Point annotations for photos
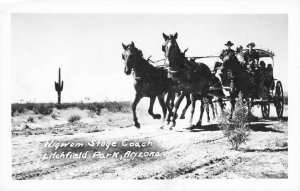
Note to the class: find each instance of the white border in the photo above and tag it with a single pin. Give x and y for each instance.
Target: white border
(292, 8)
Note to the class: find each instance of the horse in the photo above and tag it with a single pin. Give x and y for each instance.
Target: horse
(192, 78)
(149, 81)
(207, 100)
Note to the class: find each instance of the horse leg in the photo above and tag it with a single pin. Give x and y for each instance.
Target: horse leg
(221, 105)
(177, 104)
(208, 102)
(150, 110)
(164, 108)
(232, 102)
(199, 123)
(188, 103)
(170, 97)
(211, 104)
(193, 100)
(133, 107)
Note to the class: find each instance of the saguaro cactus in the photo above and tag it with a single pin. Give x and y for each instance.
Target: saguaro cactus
(59, 87)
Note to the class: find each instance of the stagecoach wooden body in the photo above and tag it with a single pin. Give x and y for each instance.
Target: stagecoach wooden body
(267, 95)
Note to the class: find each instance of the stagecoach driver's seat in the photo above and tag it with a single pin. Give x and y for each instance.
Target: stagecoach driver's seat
(226, 52)
(251, 57)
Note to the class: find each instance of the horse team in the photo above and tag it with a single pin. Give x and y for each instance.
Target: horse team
(183, 77)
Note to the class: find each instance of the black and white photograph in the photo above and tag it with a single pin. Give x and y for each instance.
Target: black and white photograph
(149, 96)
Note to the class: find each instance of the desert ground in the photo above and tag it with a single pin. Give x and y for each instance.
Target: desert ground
(199, 153)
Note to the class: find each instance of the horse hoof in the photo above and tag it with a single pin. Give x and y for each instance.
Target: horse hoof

Written exercise. Put every line of the records above into a numbered list, skipping blank lines and the picture lines.

Finished task.
1. Note to the class: find each instance of the white border in the photo above and tag it with a single pin. Give x and y for each instance.
2. Target: white border
3. (292, 8)
4. Note to the class: find each instance of the horse in the photo above and tag it with a single pin. Give x and y for each instance.
5. Target: horse
6. (192, 78)
7. (149, 81)
8. (207, 100)
9. Note to the class: find each instance of the horse leg in the photo above and tag it with a single pin. Give x and y for each instance.
10. Target: horse leg
11. (221, 105)
12. (177, 104)
13. (208, 102)
14. (150, 110)
15. (164, 108)
16. (232, 102)
17. (199, 123)
18. (188, 103)
19. (170, 97)
20. (211, 104)
21. (193, 100)
22. (133, 107)
23. Note to the class: find each instance of the saguaro cactus in the photo above and tag it with a single pin. Give x and y for each instance.
24. Target: saguaro cactus
25. (59, 87)
26. Note to the class: find each instance of the stagecoach wooden body in the photo above and tag it with a single pin. Give x and y for each instance.
27. Target: stagecoach wooden body
28. (267, 95)
29. Note to the class: find each instance of the stagecoach driver's seat in the photo above and tag it with a single pin. Give x and y for each instance.
30. Target: stagecoach driver's seat
31. (226, 52)
32. (251, 57)
33. Note to the class: find each instance of the horse team in the photo above and tag it with a single pin. Give x and y for each instance.
34. Target: horse team
35. (183, 77)
36. Note to the class: find each instance of the black and white photograph in the photo above and tag it with a single pin. Give x and y for each instance.
37. Target: black and white photograph
38. (149, 96)
39. Note to the class: find each instance of the desert ground in the photo above and tag it with a single pin. Give x and y for each instance.
40. Target: desert ground
41. (199, 153)
42. Note to the class: find each instance of the horse hoof in the photo above and tag it with a single pin. Give x and y for each instance.
43. Target: horse hoof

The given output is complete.